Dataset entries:
* * * * *

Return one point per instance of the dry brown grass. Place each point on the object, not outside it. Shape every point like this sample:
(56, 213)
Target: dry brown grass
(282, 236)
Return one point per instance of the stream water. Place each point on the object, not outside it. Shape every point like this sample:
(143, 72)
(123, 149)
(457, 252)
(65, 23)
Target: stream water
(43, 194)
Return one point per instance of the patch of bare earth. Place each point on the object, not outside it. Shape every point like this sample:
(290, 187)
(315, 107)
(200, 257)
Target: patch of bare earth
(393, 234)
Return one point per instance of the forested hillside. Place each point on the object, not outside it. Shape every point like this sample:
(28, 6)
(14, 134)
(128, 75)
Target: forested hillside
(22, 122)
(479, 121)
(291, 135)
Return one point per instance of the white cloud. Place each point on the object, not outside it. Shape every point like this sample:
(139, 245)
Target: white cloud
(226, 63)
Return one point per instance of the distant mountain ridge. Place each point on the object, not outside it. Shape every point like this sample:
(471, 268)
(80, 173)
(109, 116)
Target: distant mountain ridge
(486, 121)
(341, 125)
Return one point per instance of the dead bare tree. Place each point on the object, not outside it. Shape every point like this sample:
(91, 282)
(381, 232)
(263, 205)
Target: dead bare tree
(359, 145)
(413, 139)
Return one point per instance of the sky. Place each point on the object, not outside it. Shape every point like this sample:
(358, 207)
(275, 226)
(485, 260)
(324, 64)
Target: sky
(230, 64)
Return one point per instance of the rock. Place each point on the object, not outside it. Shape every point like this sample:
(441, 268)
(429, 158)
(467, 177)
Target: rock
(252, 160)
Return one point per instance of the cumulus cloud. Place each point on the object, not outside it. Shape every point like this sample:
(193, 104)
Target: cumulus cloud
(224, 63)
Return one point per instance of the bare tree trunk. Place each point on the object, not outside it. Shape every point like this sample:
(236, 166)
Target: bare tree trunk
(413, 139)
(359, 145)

* * * * *

● ASSIGNED TASK
The answer must be all of the entries, restated exactly.

● SOLUTION TO THIS TASK
Return one point per instance of the dry brown grass. Place each point on the object, not outside it. Shape every point like this sample:
(56, 213)
Target: dry brown grass
(282, 236)
Return one point per instance of the stream water. Place each point on the object, not outside it. Shape every point like this sample:
(143, 72)
(123, 149)
(457, 252)
(65, 23)
Target: stream water
(43, 194)
Return one point per instance of the patch of bare earth. Place each point on the object, not outside it. Shape every point like this sample:
(290, 187)
(315, 107)
(200, 257)
Target: patch of bare earth
(393, 234)
Return one point per instance of the forested hillside. Place each point on the object, not outside it. Shape every point like this sample:
(28, 6)
(14, 134)
(128, 75)
Target: forested hillside
(22, 122)
(479, 121)
(291, 135)
Return one point per instance of the white cloud. Place each point on the object, not outside it. Shape every point like this sample:
(139, 245)
Target: white cloud
(226, 63)
Return one point per instance of the distant mountain ridge. Place each point on the object, not outside it. Shape every point like this sample:
(471, 268)
(80, 173)
(109, 116)
Target: distant mountain ridge
(486, 121)
(341, 125)
Return one point per instance of the dead bare tree. Place each point on the object, not outside it. Shape every point like this sample:
(91, 282)
(381, 232)
(263, 205)
Target: dead bare tree
(359, 145)
(413, 139)
Return one point per instance of the sky. Place each point on the object, not outside it. Shape every point like this sample:
(358, 207)
(275, 226)
(485, 260)
(324, 64)
Target: sky
(230, 64)
Return one point per instance of the rock. Place each point on the object, not outside it. Shape every point like this sample:
(441, 268)
(429, 158)
(467, 177)
Target: rock
(252, 160)
Return one point per instance of the cumulus cloud. Place each point on the object, not outside it. Shape every point like this sample:
(193, 104)
Target: cumulus cloud
(224, 63)
Return one point per instance of the bare tree trunk. Place each point on the object, not outside it. Shape every point like this sample:
(236, 166)
Target: bare tree trunk
(413, 139)
(359, 145)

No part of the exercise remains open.